__DOCUMENT PASSAGE__:
Troubleshoot high context switching and interrupt rate in Linux server

How can multiple processes, such as video players or Google Chrome, run simultaneously on a single core computer? The answer is a mechanism called context switching that enables the operating system to multitask and allow multiple processes to share a single CPU.

However, context switching can affect system performance. To diagnose and fix high context switch and interrupt rates in Linux, we should first understand these terms and how they can affect your system.

What is context switching?

Context switching is the process of storing the current state of the CPU in the process control block (a data structure managed by Linux) for the task it’s working on so that this saved state can be reloaded each time that task is resumed. Context switches make it possible for multiple processes to share a single CPU, and as such, they’re part of the essential functionality of a multitasking operating system.

What is the interrupt rate?

The interrupt rate is the number of interrupts occurring over time in the Linux server. The higher the interrupt rate, the greater its impact on system performance.

Checking context switch and interrupt rates in your system

It can be hard to tell whether a high context switch and interrupt rate is behind your production server woes, partly because of the sheer number of other potential culprits. Fortunately, we have several tools we can use to check the number of context switches and interrupt rates in Linux: vmstat, pidstat, and perf.

`vmstat`

Let’s start with vmstat, a built-in command line tool that collects information about memory, system processes, paging, interrupts, I/O, or CPU scheduling. For example, we can use it to check for the monitoring metrics of our system, with an interval time of 5 seconds, and only capturing 10 times:

vmstat 5 10

Fig. 1: vmstat results for interval 5 secs and 10 times

Here, the data memory is in kilobytes (KB), and the CPU usage is given in percentage.

Alternatively, if we want to display the active and inactive memory of our system in megabytes, we can use

vmstat -a -S m

Fig. 2: vmstat shows the active and inactive memory in megabytes

`pidstat`

System administrators often use the pidstat tool to monitor tasks currently managed by the Linux kernel.

For example, to show all tasks, we can run

pidstat

Fig. 3: Results for the pidstat command

If we only want to display statistics about the Postgres database process, we can run

pidstat -C "${process-name}"

Fig 4: pidstat displaying the Postgres process

Alternatively, we might want to get the statistics about a process by its ID:

pidstat -p ${process-id}

Fig. 5: pidstat shows statistics about a specific process ID

`cperf`

The perf command shows combinations of performance counters, such as performance metrics. In addition, it can inject small scripts into the kernel to process this data in real time.

In order to install perf, we need to install Linux tools first.

sudo apt-get install linux-tools-common linux-tools-generic linux-tools-`uname -r

Then we can get counter statistics for the entire system for five seconds by using the perf command.

__PROMPT 1__:
The page on Linux context switching says it can be hard to tell whether a high context switch and interrupt rate is behind production server problems. Explain why in one to three sentences.
__PROMPT 2__:
According to the page on Linux context switching, where is the current state of the CPU stored during a context switch?
__PROMPT 3__:
Write out the part of the page on Linux context switching that begins at the words "Context switching is" and stops after "the interrupt rate?".

__SUPPLIED MATERIAL__:

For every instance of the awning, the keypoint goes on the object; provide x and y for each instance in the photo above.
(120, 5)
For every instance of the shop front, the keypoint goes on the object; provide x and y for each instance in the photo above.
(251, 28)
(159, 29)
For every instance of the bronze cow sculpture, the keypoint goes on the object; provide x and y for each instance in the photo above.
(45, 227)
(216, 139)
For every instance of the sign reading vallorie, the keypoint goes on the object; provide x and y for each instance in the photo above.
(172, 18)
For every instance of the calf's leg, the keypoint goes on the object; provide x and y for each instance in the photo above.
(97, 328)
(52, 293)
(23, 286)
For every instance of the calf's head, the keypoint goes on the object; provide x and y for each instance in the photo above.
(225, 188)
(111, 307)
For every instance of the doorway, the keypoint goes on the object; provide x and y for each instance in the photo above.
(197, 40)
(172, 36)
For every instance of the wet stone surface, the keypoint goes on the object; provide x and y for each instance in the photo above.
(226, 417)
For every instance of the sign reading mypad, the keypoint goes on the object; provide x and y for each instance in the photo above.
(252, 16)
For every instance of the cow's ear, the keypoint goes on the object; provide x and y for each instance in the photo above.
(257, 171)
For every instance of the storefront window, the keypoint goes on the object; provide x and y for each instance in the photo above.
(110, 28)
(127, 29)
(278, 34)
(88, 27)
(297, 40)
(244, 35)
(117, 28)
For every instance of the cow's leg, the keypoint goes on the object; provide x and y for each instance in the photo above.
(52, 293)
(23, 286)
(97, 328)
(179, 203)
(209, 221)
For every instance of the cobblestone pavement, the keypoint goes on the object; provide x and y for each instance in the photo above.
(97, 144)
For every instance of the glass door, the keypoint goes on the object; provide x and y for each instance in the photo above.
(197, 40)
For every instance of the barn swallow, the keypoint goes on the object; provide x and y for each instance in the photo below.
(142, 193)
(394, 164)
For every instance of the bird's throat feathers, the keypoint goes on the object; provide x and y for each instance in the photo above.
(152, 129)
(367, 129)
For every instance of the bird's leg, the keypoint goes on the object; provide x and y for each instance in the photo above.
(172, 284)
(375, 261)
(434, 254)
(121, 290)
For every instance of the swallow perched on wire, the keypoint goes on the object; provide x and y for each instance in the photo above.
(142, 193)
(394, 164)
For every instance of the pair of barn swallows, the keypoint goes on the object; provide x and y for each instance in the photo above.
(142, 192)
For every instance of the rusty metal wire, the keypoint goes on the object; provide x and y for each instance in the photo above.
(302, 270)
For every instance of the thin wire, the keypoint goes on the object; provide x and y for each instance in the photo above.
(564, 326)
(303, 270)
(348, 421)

__EXERCISE OUTPUT 1__:
It is hard to tell partly because of the sheer number of other potential culprits behind production server woes.

__EXERCISE OUTPUT 2__:
In the process control block, a data structure managed by Linux.

__EXERCISE OUTPUT 3__:
Context switching is the process of storing the current state of the CPU in the process control block (a data structure managed by Linux) for the task it’s working on so that this saved state can be reloaded each time that task is resumed. Context switches make it possible for multiple processes to share a single CPU, and as such, they’re part of the essential functionality of a multitasking operating system.

What is the interrupt rate?